Items from a data source:
******************************

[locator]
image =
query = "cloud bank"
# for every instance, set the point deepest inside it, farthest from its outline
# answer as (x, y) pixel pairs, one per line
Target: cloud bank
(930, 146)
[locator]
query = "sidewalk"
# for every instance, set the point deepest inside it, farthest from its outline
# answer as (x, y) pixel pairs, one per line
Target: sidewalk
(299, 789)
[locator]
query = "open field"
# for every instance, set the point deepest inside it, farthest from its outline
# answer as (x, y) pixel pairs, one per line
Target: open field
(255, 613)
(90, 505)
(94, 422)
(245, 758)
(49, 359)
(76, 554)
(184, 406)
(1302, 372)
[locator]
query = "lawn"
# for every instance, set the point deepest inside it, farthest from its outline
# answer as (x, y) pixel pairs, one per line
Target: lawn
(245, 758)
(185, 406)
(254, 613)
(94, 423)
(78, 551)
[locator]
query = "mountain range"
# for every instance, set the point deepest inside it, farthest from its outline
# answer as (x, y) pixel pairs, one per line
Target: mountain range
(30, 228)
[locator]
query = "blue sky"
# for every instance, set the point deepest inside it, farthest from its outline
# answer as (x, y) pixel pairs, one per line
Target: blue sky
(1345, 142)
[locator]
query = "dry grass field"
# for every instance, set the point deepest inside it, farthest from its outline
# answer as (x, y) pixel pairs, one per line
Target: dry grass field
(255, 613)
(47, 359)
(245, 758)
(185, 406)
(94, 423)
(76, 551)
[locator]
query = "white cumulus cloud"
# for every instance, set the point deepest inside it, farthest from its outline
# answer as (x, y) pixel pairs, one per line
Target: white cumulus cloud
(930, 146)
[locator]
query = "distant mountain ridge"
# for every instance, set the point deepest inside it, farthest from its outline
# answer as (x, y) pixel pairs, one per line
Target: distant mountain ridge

******************************

__EXERCISE__.
Reproduce the whole listing word for word.

__SOLUTION TO THIS EXERCISE__.
[locator]
image =
query = "cloud bank"
# for every instance, set the point deepest inside it, farthest from its outline
# answer as (x, y) pixel pairs, one per line
Target: cloud bank
(930, 146)
[locator]
query = "sidewalk"
# for every instance, set the point deepest inside it, farthest from its outline
# answer as (x, y) pixel pairs, one per line
Target: sidewalk
(299, 789)
[locator]
query = "open field"
# for every instance, set the point deepest inside it, farthest from its outline
# answer as (x, y) pixel pairs, one per line
Target: open field
(255, 613)
(90, 505)
(94, 422)
(245, 758)
(49, 359)
(76, 554)
(184, 406)
(1302, 372)
[locator]
query = "lawn"
# for every instance, set the point deepest inside it, farthest from its outline
# answer as (x, y) pixel pairs, one per line
Target: lawn
(245, 758)
(185, 406)
(254, 613)
(94, 423)
(78, 551)
[locator]
query = "mountain range"
# for every instance, set the point deepest inside it, farthest from its outline
# answer as (x, y) pixel pairs, one per line
Target: mountain range
(30, 228)
[locator]
query = "blue sky"
# for every instance, set the point deepest inside it, farthest from its outline
# answer as (x, y) pixel pairs, one per line
Target: blue sky
(1345, 142)
[locator]
query = "dry grass field"
# for every instance, set the point deepest inside it, farthest from its outline
# answer as (x, y) pixel pairs, one per line
Target: dry grass field
(255, 613)
(47, 359)
(245, 758)
(185, 406)
(94, 423)
(76, 551)
[locator]
query = "white cumulus cloud"
# for every instance, set the point deepest inside it, farthest from its outline
# answer as (x, y) pixel pairs, one per line
Target: white cumulus cloud
(930, 146)
[locator]
query = "distant mountain ridge"
# for every instance, set the point deepest inside it, farthest from its outline
# answer as (x, y) pixel pairs, one per line
Target: distant mountain ridge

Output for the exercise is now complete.